• [WHAT YOU SHOULD DO]: Extract every line of the data below and reproduce each one verbatim.

• [DATA FOR THIS EXERCISE]:
◇ ◇ ◇

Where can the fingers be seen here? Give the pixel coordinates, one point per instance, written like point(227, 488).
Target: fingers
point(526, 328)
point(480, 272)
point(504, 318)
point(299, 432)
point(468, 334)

◇ ◇ ◇

• [TASK SOLUTION]:
Where can the fingers be seen here? Give the pixel coordinates, one point per instance, written like point(227, 488).
Target: fingers
point(526, 328)
point(480, 272)
point(504, 318)
point(299, 432)
point(468, 334)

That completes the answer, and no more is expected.